### Request
Print all of the lines below word for word, leaving out the images.

### Collected data entries
# # # # # # #

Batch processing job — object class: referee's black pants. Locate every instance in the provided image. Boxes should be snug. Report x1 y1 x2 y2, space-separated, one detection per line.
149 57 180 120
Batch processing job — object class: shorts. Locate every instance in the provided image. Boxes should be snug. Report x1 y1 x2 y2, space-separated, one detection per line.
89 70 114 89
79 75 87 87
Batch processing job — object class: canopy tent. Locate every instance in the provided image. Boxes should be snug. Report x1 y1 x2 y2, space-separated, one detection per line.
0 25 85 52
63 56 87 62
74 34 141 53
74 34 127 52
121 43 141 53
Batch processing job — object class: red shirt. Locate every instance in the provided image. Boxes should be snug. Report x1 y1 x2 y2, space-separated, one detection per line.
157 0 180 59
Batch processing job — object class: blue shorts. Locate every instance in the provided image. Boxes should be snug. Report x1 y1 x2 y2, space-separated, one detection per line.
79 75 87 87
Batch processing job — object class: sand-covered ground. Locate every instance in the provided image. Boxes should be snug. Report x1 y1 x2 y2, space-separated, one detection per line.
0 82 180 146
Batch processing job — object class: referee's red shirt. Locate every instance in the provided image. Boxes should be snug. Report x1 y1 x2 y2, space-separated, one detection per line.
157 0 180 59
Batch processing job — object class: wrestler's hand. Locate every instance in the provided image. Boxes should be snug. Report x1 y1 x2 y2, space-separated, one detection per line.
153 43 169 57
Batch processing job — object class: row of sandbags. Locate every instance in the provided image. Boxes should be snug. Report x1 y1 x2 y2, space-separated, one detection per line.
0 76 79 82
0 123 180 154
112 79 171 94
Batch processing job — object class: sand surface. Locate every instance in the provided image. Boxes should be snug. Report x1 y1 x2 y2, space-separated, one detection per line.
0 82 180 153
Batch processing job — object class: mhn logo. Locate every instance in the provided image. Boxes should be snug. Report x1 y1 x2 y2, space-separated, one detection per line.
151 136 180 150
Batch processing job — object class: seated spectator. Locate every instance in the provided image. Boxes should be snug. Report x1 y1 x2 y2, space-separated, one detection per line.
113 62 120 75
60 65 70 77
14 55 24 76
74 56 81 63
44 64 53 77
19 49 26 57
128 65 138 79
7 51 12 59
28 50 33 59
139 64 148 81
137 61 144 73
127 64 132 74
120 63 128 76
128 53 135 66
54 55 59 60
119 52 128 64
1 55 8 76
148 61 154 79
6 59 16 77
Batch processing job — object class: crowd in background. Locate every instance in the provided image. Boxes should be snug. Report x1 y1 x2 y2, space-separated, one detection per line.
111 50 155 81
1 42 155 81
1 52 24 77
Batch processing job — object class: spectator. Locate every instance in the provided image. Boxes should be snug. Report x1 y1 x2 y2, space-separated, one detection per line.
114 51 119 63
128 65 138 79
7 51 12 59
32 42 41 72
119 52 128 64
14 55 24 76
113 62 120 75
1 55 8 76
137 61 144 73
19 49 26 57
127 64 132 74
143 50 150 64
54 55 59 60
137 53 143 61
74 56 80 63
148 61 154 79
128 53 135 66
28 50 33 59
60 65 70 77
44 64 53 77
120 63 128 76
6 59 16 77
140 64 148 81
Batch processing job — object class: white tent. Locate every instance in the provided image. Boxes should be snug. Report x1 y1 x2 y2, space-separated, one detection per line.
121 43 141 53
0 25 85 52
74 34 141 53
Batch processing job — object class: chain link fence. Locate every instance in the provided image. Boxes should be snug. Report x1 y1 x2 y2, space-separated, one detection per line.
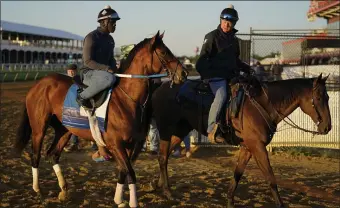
190 29 340 149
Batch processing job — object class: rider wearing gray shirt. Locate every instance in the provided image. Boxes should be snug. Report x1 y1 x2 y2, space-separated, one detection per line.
77 6 120 107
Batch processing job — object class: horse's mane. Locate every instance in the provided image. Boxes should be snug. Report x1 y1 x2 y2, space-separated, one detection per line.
265 78 313 108
120 38 151 72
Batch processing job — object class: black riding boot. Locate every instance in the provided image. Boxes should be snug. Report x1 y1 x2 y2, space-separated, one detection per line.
76 90 92 108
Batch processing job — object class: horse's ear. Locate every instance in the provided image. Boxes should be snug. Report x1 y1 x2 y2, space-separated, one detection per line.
322 74 329 83
159 30 165 39
313 73 322 88
150 30 159 46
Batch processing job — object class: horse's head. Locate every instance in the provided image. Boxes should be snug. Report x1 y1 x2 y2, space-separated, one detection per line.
300 74 332 134
145 31 188 84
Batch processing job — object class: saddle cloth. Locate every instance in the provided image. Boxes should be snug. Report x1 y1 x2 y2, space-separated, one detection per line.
62 84 112 132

# # # # # # #

### Task answer
Batch processing job — object class: referee's black pants. Locate every instance in the provided image. Boxes should be snug. Report x1 y1 x2 y2, space-separated, one detection per line.
149 57 180 120
Batch processing job — object class: shorts. Locate every instance in the provided image. Boxes should be snug. Report x1 y1 x2 y2, space-separated, one detection per line.
89 70 114 89
79 75 87 87
Batch processing job — object class: canopy tent. Locate every instance in the provided image. Boxes should be snug. Report x1 y1 x2 y2, space-separated, one detection per line.
0 25 85 52
63 56 87 62
74 34 141 53
74 34 127 52
121 43 141 53
Batch processing job — object class: red shirt. Locate every instance in the provided image. Boxes should be snug. Report x1 y1 x2 y2, space-separated, one detection per line.
157 0 180 59
Batch processing job — object class: blue shorts. Locate every instance in the provided image. Boxes should be snug. Report x1 y1 x2 y2, space-separated, one detection per line.
79 75 87 87
Batch processing job — object class: sand-covered ground. Locate every instance in the provided image. Boxes should be snug. Report x1 y1 x2 y2, space-separated, one detection per line.
0 82 180 146
Batch processing job — object class: referee's red shirt. Locate every instance in the provided image. Boxes should be snug. Report x1 y1 x2 y2, space-separated, one detection per line.
157 0 180 59
Batch processing job — object class: wrestler's hand. Locate every instance in the provided image. Boxes should be snug. Report x1 y1 x2 y2, space-separated, one detection per line.
153 43 169 57
Batch processing job — object class: row of sandbags. Locate every instance in the provided image. Boxes should be snug. Report x1 y1 x2 y2, space-separated, one detection per line.
0 76 79 82
0 123 180 154
112 79 171 94
Batch processing job — object class: sand surface. Locate every instance in the provided image. Boxes should be snug. Report x1 y1 x2 y2, space-separated, one detection per line.
0 82 180 153
Batch processing job — object class: mhn logo. Locate every instance in the provided image. Boxes should be snug. Report x1 y1 x2 y2, space-separated, one detection per line.
151 136 180 150
Batch processing job — object class: seated spectator. Locate every instance in the provided image. Boxes should be snug. Report x1 y1 x2 y2, space-separated, one detection per line.
113 62 120 75
60 65 70 77
14 55 24 76
74 56 81 63
44 64 53 77
19 49 26 57
128 65 138 79
7 51 12 59
28 50 33 59
139 64 148 81
137 61 144 73
127 64 132 74
120 63 128 76
128 53 135 66
54 55 59 60
119 52 128 64
1 55 8 76
148 61 154 79
6 59 16 77
Batch processing job — object class: crowd in background. Locate every instance in the provided image. Boxes should be snug. Report x1 y1 x2 y2, space-separated, one detection per line.
111 50 155 81
1 42 155 81
1 52 24 77
Batch processing job — object class: spectator. Locate every instance in the provided image. Boxes should be snug. Report x1 y1 x2 y2, space-separated, one detection per line.
114 51 119 63
128 65 138 79
7 51 12 59
32 42 41 72
119 52 128 64
14 55 24 76
113 62 120 75
1 55 8 76
137 61 144 73
19 49 26 57
127 64 132 74
143 50 150 64
54 55 59 60
137 53 143 61
74 56 80 63
148 61 154 79
128 53 135 66
28 50 33 59
60 65 70 77
44 64 53 77
120 63 128 76
6 59 16 77
140 64 148 81
Batch processing job — object class: white tent. Locate every instance in the provided image. Boxes should be snug. Report x1 y1 x2 y2, space-separated, one detection per line.
121 43 141 53
0 25 85 52
74 34 141 53
Batch processing job — object class: chain link fence. Locate every instance in the provided image. Boxes should be snug. Report x1 y1 x2 y2, space-separated, one detection per line.
190 29 340 149
Batch processing job — object class: rider wearing gray shirt. Locate every instance in the provided image. Boxes should be snug. Report x1 y1 x2 y2, space-separated, one detection per line.
77 6 120 107
Batch processing job — object class: horse's mane. Locate every instance in the provided image. Boxes should be snug. Report x1 y1 x2 y2, space-separated, one detection per line.
265 78 313 108
120 38 151 72
Batch processing job — object class: black riding boot. Locate every instance in the provided image. Boxes should be snug. Report x1 y1 x2 y2, space-separated, one detection per line.
76 90 92 108
Batch processing job — object class: horse's ear. Locate every instance in the provided image. Boxes should be snug. Report x1 y1 x2 y2, space-separated, one detection per line.
322 74 329 83
159 30 165 39
313 73 322 88
150 30 159 46
Batch processing job — object class: horse's head. Locate every instance in the provided image. Boxes should be snug. Report x1 y1 x2 y2, space-separated, one detection per line.
300 74 332 134
145 31 188 84
Batch processing job — object class: saddle cloth. Locate every instance in the provided image. Boxes should be snug. Report x1 y1 x2 y2, space-separated, one detection per line.
62 84 112 132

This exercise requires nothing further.